(Records to use)
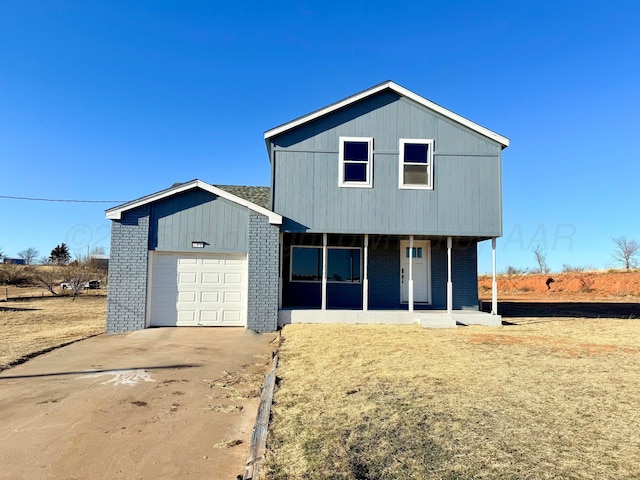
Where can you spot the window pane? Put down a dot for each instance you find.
(306, 264)
(343, 265)
(416, 175)
(355, 172)
(356, 151)
(416, 152)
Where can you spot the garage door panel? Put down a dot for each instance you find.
(188, 261)
(233, 278)
(187, 297)
(210, 297)
(233, 261)
(211, 278)
(187, 278)
(232, 297)
(190, 290)
(211, 261)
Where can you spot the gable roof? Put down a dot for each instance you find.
(245, 196)
(261, 196)
(394, 87)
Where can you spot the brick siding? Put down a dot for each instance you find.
(128, 269)
(262, 301)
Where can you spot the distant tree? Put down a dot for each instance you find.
(97, 251)
(511, 270)
(78, 273)
(625, 251)
(29, 254)
(541, 259)
(48, 276)
(60, 255)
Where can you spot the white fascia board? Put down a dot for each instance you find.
(504, 141)
(116, 213)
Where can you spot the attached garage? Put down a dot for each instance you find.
(194, 254)
(188, 290)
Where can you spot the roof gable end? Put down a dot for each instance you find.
(116, 212)
(394, 87)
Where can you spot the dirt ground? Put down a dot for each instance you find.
(614, 286)
(156, 403)
(598, 294)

(Short problem) Switch "Put down a dot" to "Place a point" everywhere in the listing above, leave everything else unchanged, and write out the resulting lines without the picture lines.

(Result)
Where can you spot the window pane? Place a point for each instance you find.
(306, 264)
(343, 265)
(416, 175)
(355, 172)
(356, 151)
(416, 152)
Where can you spot the garage door panel? Place a point for each instance you find.
(188, 261)
(233, 278)
(187, 297)
(210, 297)
(233, 261)
(211, 278)
(187, 278)
(232, 297)
(190, 290)
(211, 261)
Where can you spot the gable roof? Place a point for each instance you find.
(245, 196)
(261, 196)
(394, 87)
Where can you spot the brick siding? Place a point for each instance you find.
(128, 269)
(262, 301)
Where can you spot the distant tree? Place a point for each instance you find.
(97, 251)
(511, 270)
(78, 273)
(625, 251)
(29, 254)
(541, 259)
(48, 276)
(60, 255)
Where can you spot the white fascia board? Place a point for each instance you find.
(504, 141)
(116, 213)
Where can you spot the attached garage? Place a point for each instance you find.
(194, 254)
(188, 290)
Where can you spot the roof gable end? Place a point for each instance you find.
(116, 212)
(394, 87)
Where can you spot the dirt ground? Place a point for each instance you find.
(614, 286)
(156, 403)
(598, 294)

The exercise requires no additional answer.